This is everything that’s happened as related to my video and blog; I’m not even counting all the other things like buying our house, having a house fire, getting a second opinion, etc. It’s been a pretty whirlwind year.
Yet like I said, I still remember the day I made the film with my husband like it was yesterday. The weather was gorgeous (unlike today’s rather dreary weather). Our apartment was a mess, but it was shot deliberately so you couldn’t tell. I still remember the funny looks from people as I wrote one of the questions with sidewalk chalk, word by word, then stopped and took a picture after writing each word. I remember the random couple who came up and asked us, “what are you doing?” as I stood there with my whiteboard in hand.
“I’m making an awareness video for infertility,” I said proudly. They gave me a “oh, isn’t that nice” kind of look and walked away.

****************************************

*Tasks to carry out*.
• 1. Edit the blog passage from "This is everything" to "pretty whirlwind year.", replacing "whirlwind" with "hectic".
• 2. List the other events that the blog passage explicitly names as not being counted.

****************************************

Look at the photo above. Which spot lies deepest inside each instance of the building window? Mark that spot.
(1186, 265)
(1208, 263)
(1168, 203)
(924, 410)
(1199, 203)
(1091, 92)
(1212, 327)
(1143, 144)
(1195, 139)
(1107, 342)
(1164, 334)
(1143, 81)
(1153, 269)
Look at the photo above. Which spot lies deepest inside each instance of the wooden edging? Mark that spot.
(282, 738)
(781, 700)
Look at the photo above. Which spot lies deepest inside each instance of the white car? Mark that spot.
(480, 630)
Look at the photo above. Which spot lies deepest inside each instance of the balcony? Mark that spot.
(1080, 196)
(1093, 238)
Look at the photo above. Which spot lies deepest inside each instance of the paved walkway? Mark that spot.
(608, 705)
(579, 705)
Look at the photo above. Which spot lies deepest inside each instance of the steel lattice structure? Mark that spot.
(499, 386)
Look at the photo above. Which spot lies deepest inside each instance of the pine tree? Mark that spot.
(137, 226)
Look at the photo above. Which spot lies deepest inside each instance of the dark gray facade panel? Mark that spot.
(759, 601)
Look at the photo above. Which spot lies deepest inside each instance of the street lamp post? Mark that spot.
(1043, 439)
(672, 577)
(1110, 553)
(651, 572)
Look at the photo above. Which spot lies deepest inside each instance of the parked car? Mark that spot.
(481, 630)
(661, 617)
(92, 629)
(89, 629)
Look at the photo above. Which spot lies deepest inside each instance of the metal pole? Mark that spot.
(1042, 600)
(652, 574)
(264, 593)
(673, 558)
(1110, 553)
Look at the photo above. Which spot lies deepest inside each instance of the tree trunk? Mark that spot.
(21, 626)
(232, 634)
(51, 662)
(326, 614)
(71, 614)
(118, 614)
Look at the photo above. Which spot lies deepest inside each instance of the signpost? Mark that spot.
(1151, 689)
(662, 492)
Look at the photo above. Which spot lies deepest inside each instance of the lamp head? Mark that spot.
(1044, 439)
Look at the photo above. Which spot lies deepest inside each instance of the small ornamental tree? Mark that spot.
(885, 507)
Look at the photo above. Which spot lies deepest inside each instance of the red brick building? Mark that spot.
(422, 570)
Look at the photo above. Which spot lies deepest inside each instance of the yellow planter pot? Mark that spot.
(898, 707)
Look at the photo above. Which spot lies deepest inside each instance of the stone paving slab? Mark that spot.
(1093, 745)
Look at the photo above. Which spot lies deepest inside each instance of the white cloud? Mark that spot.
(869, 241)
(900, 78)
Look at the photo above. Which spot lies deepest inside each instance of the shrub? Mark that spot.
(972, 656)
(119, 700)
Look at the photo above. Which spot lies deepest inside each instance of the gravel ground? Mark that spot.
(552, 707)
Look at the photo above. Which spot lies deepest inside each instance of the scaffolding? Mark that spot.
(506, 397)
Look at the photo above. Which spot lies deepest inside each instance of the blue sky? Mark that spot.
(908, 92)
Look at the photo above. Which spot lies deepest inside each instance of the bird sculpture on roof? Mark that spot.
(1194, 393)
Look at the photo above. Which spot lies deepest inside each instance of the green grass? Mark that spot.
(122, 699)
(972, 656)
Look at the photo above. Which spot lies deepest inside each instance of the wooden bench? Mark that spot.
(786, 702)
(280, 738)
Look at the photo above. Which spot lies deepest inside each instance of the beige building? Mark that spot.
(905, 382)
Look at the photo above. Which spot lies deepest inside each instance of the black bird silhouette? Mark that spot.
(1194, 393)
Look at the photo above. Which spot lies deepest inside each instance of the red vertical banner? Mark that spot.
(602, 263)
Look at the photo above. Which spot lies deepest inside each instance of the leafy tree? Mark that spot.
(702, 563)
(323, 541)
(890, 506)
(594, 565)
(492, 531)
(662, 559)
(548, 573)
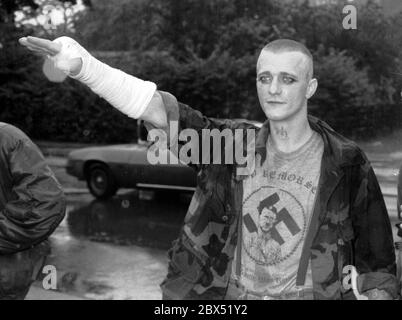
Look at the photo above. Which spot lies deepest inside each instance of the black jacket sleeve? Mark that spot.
(33, 202)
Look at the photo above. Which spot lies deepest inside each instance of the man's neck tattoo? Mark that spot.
(282, 133)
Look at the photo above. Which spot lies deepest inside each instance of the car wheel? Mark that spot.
(100, 181)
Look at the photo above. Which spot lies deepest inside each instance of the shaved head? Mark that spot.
(287, 45)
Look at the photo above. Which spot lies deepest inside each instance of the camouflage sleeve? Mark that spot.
(373, 246)
(183, 119)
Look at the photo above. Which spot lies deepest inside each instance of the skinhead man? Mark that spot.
(32, 205)
(316, 187)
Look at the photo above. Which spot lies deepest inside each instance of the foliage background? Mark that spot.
(205, 53)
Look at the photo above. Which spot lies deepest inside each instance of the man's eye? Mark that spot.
(264, 79)
(288, 80)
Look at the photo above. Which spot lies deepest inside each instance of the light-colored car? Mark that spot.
(108, 168)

****************************************

*Task-by-task solutions*.
• 1.
This is everything that’s happened as related to my video and blog; I’m not even counting all the other things like buying our house, having a house fire, getting a second opinion, etc. It’s been a pretty hectic year.

• 2.
- buying our house
- having a house fire
- getting a second opinion